## What you have to do:
Only the lines from the one containing "Pin the pine tree, one" to the end of the records belong in the output; print them exactly.
* BEGIN *
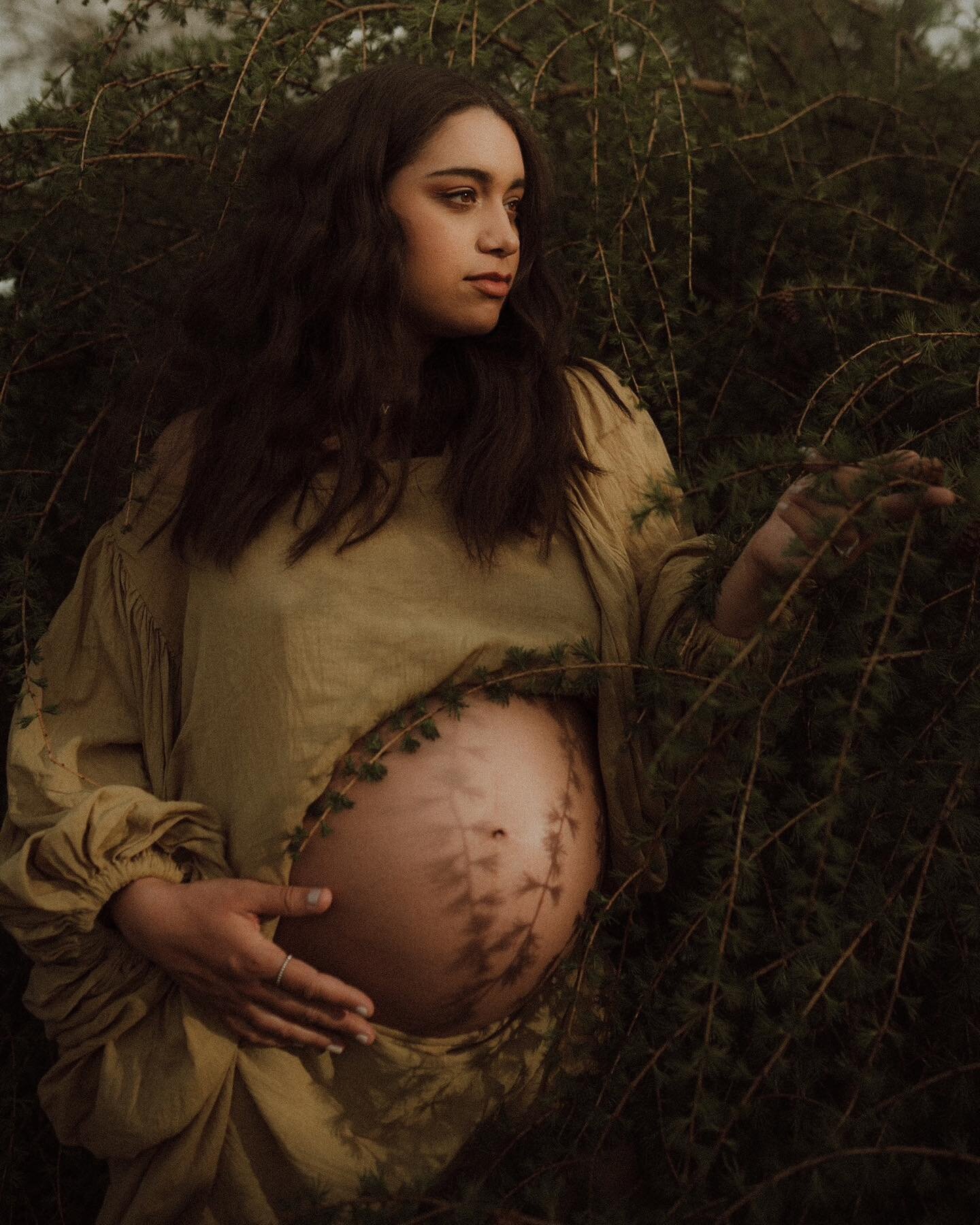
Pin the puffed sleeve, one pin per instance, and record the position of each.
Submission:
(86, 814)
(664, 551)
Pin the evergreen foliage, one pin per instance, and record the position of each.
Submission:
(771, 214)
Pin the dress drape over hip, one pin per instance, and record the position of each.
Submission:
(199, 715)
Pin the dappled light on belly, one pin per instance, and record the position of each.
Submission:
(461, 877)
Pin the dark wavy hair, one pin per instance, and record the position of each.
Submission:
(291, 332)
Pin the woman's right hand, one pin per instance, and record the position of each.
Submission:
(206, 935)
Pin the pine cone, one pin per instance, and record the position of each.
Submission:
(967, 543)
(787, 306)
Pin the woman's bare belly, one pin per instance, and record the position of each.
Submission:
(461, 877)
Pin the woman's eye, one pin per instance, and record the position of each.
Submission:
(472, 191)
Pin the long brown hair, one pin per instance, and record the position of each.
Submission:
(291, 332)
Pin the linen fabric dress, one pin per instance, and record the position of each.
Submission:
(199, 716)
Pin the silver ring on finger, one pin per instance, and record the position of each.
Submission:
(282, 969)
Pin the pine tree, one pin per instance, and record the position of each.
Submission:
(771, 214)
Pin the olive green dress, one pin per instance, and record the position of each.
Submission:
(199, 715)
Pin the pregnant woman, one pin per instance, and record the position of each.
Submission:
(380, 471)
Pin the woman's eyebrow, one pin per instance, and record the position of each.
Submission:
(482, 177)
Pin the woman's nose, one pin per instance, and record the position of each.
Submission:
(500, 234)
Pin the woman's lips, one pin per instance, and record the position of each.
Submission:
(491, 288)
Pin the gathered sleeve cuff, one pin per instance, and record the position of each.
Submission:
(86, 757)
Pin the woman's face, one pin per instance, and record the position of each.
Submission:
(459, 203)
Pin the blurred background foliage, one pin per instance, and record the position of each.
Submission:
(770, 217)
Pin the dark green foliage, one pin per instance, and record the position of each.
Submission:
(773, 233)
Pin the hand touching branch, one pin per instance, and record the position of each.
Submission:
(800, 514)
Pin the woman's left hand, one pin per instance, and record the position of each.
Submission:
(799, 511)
* END *
## Answer to this exercise:
Pin the pine tree, one pin per instance, and record the position of each.
Submission:
(771, 214)
Pin the olive green dress, one pin per instance, and record the position of each.
Submission:
(199, 715)
Pin the pregnant woman, one pin per instance, and record the position of each.
Submission:
(380, 471)
Pin the woman's eyebrow, one pin per instance, and record the position of each.
Submission:
(482, 177)
Pin the woman's nose, one pin per instance, and record the position of each.
Submission:
(500, 234)
Pin the woman's lips, one pin per instance, and record the position of each.
Submission:
(491, 288)
Pin the gathered sleeve cuff, one pin per instance, and record the position of each.
Submission:
(86, 757)
Pin the woman's face, one pin per instance, and record the position of each.
Submission:
(459, 203)
Pin the blurred background foliage, one pin per instance, and record the position of each.
Submission:
(770, 217)
Pin the dark green foliage, one pin per instance, and record the position of each.
Submission:
(773, 233)
Pin the hand touching branch, one pin per instance, and record the position of each.
Submission:
(800, 514)
Pin the woman's left hand, one pin per instance, and record the position of each.
Submission:
(799, 511)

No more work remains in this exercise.